#### IHRE AUFGABE:
Filtern Sie aus den folgenden Zeilen jede heraus, die die Zeichenfolge „Provide“ enthält, und übernehmen Sie sie unverändert. Groß- und Kleinschreibung ist dabei zu beachten.

#### EXTRAHIERTE INFORMATIONEN:
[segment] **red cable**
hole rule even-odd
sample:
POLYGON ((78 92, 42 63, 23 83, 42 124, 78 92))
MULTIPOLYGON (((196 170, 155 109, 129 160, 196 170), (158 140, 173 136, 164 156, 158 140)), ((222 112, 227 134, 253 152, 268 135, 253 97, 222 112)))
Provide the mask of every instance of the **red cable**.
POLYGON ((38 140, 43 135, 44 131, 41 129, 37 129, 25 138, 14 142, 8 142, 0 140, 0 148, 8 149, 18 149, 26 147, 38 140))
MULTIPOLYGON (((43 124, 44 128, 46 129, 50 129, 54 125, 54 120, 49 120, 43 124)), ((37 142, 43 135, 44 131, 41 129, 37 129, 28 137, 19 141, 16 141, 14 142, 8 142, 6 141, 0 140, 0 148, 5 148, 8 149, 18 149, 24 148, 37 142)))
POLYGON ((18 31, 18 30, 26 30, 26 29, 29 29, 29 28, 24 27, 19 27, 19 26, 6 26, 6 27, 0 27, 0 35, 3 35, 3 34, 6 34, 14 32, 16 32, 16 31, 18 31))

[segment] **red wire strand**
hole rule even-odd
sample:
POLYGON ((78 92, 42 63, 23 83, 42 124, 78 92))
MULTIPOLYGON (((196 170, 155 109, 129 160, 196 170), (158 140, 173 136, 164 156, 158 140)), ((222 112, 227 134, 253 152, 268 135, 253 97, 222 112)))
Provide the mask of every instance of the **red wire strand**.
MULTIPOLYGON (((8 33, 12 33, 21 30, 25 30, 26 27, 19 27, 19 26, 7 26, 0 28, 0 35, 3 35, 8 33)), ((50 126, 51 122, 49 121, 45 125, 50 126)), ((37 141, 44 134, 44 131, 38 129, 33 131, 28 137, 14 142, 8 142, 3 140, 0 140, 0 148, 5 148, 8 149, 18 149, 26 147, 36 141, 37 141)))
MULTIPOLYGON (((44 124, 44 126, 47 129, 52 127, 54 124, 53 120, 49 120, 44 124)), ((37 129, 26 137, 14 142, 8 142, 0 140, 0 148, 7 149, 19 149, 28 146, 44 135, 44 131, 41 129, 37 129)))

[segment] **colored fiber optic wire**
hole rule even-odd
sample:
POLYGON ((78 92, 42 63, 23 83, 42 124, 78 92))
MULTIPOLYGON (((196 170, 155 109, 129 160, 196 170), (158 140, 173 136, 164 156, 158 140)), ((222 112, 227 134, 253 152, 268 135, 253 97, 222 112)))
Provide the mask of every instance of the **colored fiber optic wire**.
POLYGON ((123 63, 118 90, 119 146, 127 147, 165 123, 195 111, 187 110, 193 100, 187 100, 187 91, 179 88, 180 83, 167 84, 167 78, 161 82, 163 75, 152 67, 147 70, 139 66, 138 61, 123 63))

==

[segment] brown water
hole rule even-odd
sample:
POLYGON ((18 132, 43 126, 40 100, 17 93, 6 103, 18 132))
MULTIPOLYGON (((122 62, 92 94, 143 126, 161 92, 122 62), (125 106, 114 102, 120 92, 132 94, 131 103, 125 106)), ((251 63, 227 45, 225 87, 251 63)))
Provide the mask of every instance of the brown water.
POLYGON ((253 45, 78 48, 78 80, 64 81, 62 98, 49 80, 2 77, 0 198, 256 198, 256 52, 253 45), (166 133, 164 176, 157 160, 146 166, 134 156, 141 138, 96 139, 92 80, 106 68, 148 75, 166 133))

==

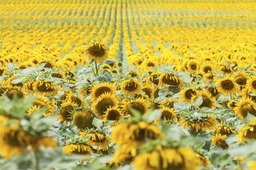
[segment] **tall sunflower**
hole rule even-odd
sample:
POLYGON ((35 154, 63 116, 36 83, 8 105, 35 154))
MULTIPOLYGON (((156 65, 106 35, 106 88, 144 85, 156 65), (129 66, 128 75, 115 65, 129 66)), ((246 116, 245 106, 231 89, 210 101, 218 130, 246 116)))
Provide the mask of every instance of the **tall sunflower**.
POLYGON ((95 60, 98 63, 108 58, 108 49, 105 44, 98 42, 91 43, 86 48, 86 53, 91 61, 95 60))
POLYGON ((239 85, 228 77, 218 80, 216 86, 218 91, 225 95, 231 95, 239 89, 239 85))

#### LÖSUNG DER AUFGABE:
Provide the mask of every instance of the **red cable**.
Provide the mask of every instance of the **red wire strand**.
Provide the mask of every instance of the **colored fiber optic wire**.
Provide the mask of every instance of the brown water.
Provide the mask of every instance of the **tall sunflower**.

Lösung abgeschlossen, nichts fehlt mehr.